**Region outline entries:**
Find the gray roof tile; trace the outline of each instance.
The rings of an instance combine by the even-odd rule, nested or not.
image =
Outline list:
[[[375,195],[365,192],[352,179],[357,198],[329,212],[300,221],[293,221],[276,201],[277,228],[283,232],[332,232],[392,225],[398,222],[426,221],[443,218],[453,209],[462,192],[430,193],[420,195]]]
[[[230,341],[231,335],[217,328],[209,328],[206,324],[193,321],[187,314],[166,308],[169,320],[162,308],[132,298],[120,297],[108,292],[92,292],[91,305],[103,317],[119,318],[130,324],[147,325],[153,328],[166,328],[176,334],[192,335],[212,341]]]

...

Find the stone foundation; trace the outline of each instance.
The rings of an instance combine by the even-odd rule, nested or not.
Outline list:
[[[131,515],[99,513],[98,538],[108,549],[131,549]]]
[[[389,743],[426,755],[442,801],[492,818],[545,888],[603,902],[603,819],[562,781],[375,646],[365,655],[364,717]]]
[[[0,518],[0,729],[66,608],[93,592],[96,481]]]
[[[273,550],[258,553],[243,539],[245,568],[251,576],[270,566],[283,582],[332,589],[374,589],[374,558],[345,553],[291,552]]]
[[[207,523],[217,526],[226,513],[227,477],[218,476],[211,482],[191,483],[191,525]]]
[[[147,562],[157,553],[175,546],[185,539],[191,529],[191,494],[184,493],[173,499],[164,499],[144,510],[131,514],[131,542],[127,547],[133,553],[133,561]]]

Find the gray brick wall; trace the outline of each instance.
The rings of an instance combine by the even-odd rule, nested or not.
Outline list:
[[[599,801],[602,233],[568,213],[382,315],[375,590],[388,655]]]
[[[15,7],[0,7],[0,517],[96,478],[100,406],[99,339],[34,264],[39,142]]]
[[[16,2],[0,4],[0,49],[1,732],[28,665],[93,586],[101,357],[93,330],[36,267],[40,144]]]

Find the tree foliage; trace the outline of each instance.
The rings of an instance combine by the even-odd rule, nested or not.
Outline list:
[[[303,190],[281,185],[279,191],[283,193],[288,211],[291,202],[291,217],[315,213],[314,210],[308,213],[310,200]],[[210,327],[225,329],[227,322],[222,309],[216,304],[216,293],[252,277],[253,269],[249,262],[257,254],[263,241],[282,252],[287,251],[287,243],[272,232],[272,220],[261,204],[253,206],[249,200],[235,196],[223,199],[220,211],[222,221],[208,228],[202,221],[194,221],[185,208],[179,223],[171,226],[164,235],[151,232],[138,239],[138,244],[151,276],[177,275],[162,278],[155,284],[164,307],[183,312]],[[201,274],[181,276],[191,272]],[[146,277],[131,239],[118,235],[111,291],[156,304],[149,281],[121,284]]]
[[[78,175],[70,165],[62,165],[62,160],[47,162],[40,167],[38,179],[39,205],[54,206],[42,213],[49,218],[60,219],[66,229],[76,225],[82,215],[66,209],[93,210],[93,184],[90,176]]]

* * *

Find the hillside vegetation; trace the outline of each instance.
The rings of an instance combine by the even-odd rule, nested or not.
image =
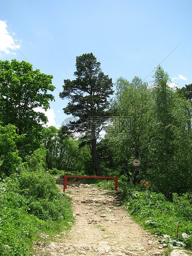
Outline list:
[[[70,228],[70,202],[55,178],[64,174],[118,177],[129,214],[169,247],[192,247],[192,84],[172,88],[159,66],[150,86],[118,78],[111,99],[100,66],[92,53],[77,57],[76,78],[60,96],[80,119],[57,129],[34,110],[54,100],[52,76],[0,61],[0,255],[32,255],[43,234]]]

**Your objective:** Rewrite the material starting with the line that contains "Find the stone" and going on through the line that contains "[[[131,515],[99,513],[98,538],[108,549],[131,549]]]" as a two-column CSV with columns text and answer. Give one row for each text and its answer, with each value in a single quoted field and any line breaks replaced by spaces.

**Problem solution:**
text,answer
"Find the stone foundation; trace the outline of each instance. The rings of an instance combine by the even-odd rule, nested or not. Outline list:","[[[131,515],[99,513],[98,538],[108,549],[131,549]]]"